*** Data excerpts ***
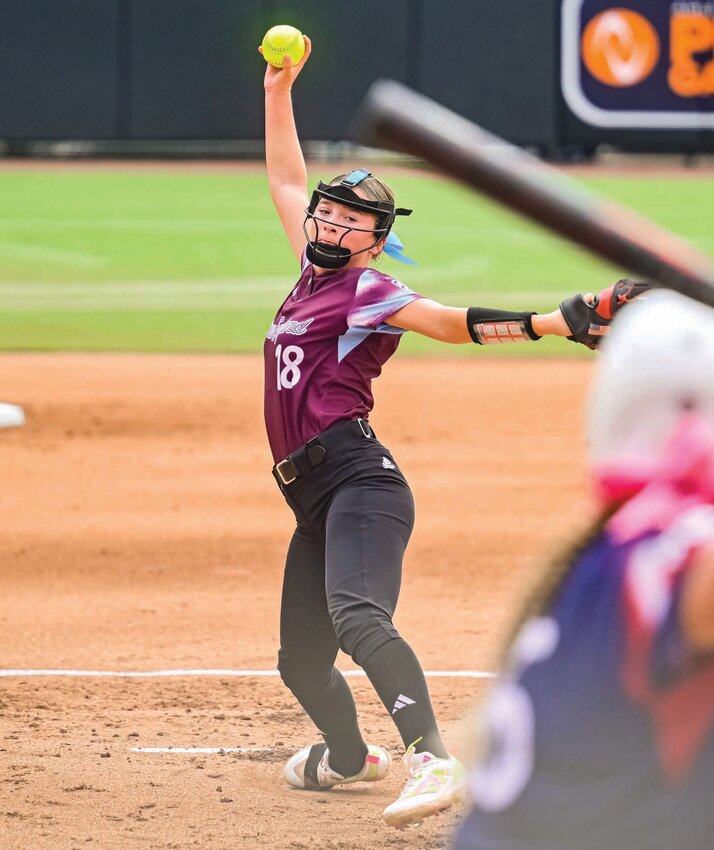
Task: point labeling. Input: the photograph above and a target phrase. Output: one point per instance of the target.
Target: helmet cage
(335, 256)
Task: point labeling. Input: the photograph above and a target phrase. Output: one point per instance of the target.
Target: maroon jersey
(327, 343)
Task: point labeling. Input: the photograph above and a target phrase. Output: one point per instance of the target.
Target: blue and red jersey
(601, 734)
(327, 343)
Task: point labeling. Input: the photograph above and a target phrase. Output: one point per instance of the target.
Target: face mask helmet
(336, 256)
(655, 368)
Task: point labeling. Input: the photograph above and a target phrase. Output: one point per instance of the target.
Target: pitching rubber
(11, 415)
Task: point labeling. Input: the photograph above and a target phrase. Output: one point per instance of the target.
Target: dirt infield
(141, 531)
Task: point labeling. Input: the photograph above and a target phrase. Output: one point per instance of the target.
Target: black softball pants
(355, 514)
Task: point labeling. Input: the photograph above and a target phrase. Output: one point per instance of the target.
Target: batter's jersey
(326, 345)
(601, 735)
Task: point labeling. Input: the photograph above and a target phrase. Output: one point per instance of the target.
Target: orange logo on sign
(620, 47)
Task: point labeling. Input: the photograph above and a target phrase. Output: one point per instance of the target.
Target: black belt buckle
(286, 470)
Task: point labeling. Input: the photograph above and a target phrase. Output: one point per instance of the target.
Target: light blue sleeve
(377, 297)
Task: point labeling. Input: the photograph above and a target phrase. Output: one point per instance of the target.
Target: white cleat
(434, 785)
(310, 769)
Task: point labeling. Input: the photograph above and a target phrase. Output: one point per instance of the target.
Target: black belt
(314, 452)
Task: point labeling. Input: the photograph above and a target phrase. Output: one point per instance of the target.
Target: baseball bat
(394, 116)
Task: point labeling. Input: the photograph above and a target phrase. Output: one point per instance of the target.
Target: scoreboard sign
(639, 63)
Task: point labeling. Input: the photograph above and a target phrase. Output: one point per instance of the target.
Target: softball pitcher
(330, 338)
(600, 732)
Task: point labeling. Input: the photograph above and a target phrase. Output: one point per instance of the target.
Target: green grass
(188, 261)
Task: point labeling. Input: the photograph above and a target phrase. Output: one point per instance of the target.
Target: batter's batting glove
(589, 323)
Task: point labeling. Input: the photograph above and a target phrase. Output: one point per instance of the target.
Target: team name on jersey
(290, 327)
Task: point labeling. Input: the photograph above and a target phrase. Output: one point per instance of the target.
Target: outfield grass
(189, 261)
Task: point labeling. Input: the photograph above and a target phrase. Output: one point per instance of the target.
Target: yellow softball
(281, 40)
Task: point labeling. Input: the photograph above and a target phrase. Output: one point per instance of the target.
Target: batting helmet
(656, 368)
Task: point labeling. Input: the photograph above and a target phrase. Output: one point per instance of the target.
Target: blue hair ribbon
(393, 248)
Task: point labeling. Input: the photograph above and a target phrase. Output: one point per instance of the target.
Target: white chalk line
(154, 674)
(201, 749)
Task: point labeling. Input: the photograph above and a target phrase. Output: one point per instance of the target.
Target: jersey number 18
(289, 359)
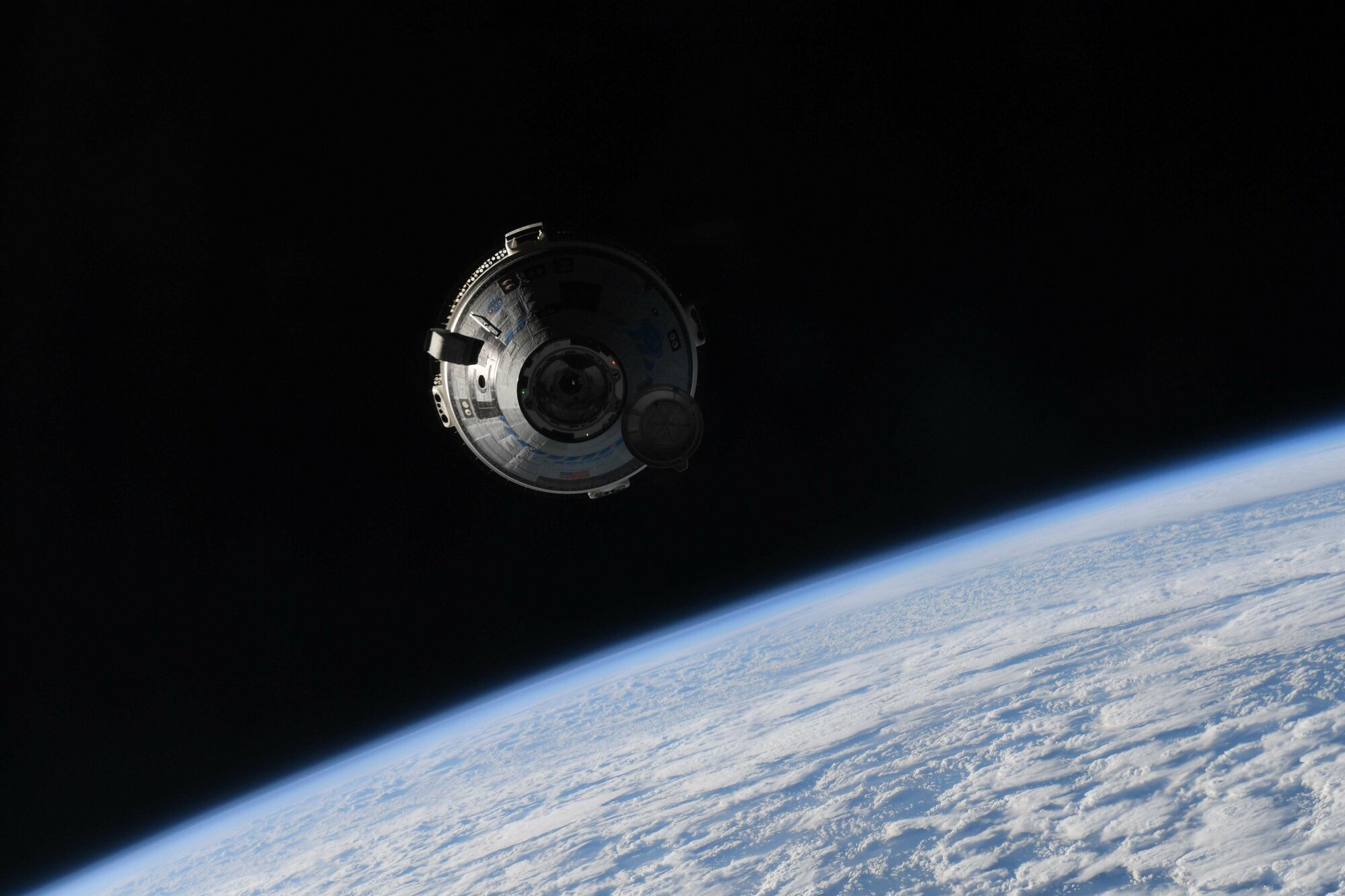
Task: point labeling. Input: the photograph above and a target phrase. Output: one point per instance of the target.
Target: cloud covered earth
(1153, 709)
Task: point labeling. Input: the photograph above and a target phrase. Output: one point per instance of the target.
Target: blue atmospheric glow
(652, 647)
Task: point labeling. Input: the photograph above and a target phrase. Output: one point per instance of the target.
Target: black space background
(948, 266)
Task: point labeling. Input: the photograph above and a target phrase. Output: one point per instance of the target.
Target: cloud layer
(1157, 710)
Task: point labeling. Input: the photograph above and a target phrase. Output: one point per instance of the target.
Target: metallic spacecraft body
(568, 365)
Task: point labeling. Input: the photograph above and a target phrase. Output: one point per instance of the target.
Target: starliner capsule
(568, 365)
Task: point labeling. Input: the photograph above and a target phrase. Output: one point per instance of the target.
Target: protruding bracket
(517, 240)
(602, 493)
(453, 348)
(439, 392)
(699, 325)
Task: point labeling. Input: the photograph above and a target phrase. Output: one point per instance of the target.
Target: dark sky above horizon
(949, 267)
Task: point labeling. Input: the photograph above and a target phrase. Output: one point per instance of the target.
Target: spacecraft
(568, 365)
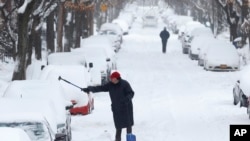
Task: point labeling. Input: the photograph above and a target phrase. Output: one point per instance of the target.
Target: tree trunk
(23, 27)
(78, 29)
(69, 29)
(50, 33)
(60, 20)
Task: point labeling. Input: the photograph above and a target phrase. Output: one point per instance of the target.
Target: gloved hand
(127, 100)
(86, 90)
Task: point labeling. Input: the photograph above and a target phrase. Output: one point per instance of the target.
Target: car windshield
(35, 130)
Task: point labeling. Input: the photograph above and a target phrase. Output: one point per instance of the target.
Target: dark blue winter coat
(121, 95)
(164, 35)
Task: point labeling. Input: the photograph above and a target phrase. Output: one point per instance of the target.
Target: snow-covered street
(175, 99)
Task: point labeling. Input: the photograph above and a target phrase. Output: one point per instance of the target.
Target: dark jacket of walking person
(164, 38)
(121, 95)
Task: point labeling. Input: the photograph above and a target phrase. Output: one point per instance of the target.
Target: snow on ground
(175, 100)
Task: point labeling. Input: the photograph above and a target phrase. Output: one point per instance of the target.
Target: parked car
(103, 59)
(222, 56)
(123, 24)
(198, 43)
(13, 134)
(35, 117)
(44, 89)
(72, 59)
(83, 102)
(241, 90)
(150, 20)
(97, 40)
(187, 36)
(113, 27)
(112, 34)
(205, 45)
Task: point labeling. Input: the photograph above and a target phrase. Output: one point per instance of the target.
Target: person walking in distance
(121, 95)
(164, 34)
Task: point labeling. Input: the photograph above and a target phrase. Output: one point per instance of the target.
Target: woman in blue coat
(121, 95)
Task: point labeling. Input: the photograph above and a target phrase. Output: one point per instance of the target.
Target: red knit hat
(115, 75)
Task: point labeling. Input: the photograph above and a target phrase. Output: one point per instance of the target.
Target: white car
(100, 41)
(35, 117)
(149, 20)
(72, 59)
(83, 102)
(197, 44)
(44, 89)
(221, 56)
(103, 59)
(123, 24)
(113, 31)
(13, 134)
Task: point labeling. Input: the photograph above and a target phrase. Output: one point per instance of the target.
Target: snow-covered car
(101, 41)
(149, 20)
(241, 90)
(44, 89)
(222, 56)
(35, 117)
(123, 24)
(202, 51)
(128, 17)
(117, 30)
(103, 59)
(112, 34)
(72, 59)
(83, 102)
(13, 134)
(198, 43)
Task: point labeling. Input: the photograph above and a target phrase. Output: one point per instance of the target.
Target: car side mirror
(91, 65)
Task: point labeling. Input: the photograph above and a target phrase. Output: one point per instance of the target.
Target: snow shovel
(131, 137)
(60, 78)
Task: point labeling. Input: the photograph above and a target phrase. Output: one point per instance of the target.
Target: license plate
(223, 66)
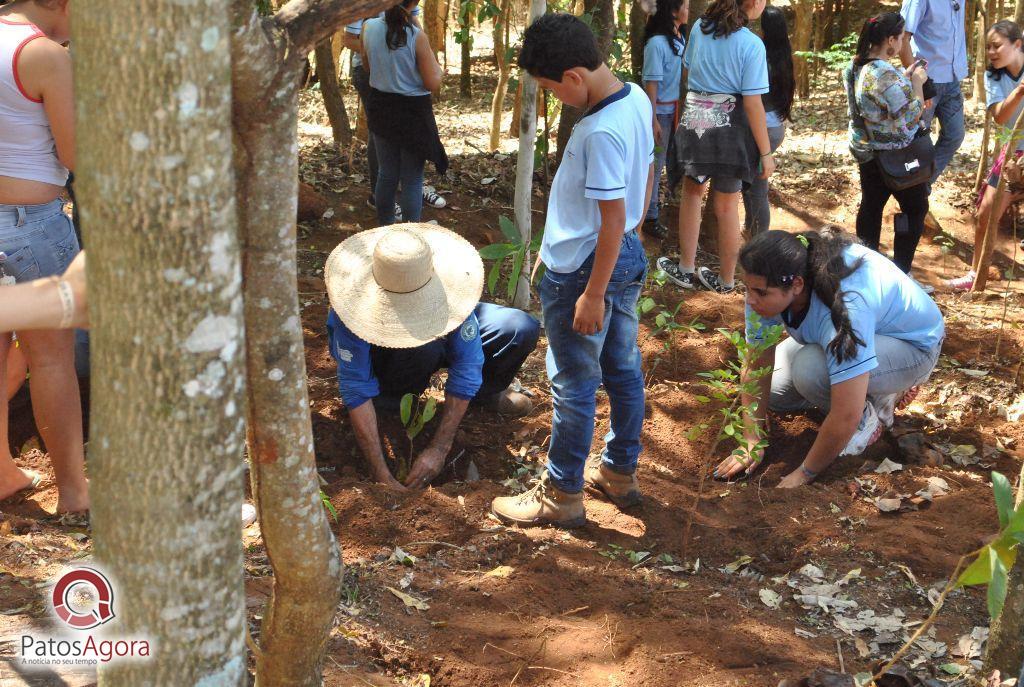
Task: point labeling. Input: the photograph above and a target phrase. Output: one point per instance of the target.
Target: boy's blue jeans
(579, 365)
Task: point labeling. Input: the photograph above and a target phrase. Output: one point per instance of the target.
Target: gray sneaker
(676, 275)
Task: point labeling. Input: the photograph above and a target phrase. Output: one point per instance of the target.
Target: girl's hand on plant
(794, 479)
(589, 314)
(427, 466)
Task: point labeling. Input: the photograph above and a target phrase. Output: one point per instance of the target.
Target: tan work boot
(543, 505)
(621, 489)
(512, 403)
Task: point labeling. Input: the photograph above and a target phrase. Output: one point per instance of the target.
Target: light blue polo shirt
(663, 62)
(938, 37)
(607, 157)
(392, 71)
(997, 90)
(881, 300)
(733, 63)
(355, 28)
***
#### What you will do
Answer with the exact lines running from the one that contains "Target: girl's hand on plant" through the last line of the data. Include no other line.

#### Exercise output
Target: girl's hand on plant
(794, 479)
(589, 314)
(427, 466)
Task: point labeling. Input: the photograph above and a target phrase. Output: one point per instance of the target.
Target: tan work boot
(543, 505)
(621, 489)
(512, 403)
Task: point labeling. Input: the photograph above and a target phrase. Output: one point per instance of the target.
Target: light blue polo shirt
(663, 62)
(938, 37)
(607, 157)
(392, 71)
(997, 90)
(881, 300)
(733, 63)
(355, 28)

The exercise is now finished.